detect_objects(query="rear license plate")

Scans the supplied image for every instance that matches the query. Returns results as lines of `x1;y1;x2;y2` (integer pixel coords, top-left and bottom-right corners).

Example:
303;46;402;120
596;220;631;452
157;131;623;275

◇ ◇ ◇ ◇ ◇

▶ **PROBLEM TO WORK ON**
Extract the records above verbatim, keeping every line intact and in its original order.

▶ **FINAL RESULT**
detect_objects(query="rear license plate")

Scans the supplied image for every instance that matches the query. Returns results as lines of `x1;y1;x2;y2` (integer pixel coords, top-left and bottom-right corners).

Example:
303;46;402;120
596;220;631;452
157;131;623;275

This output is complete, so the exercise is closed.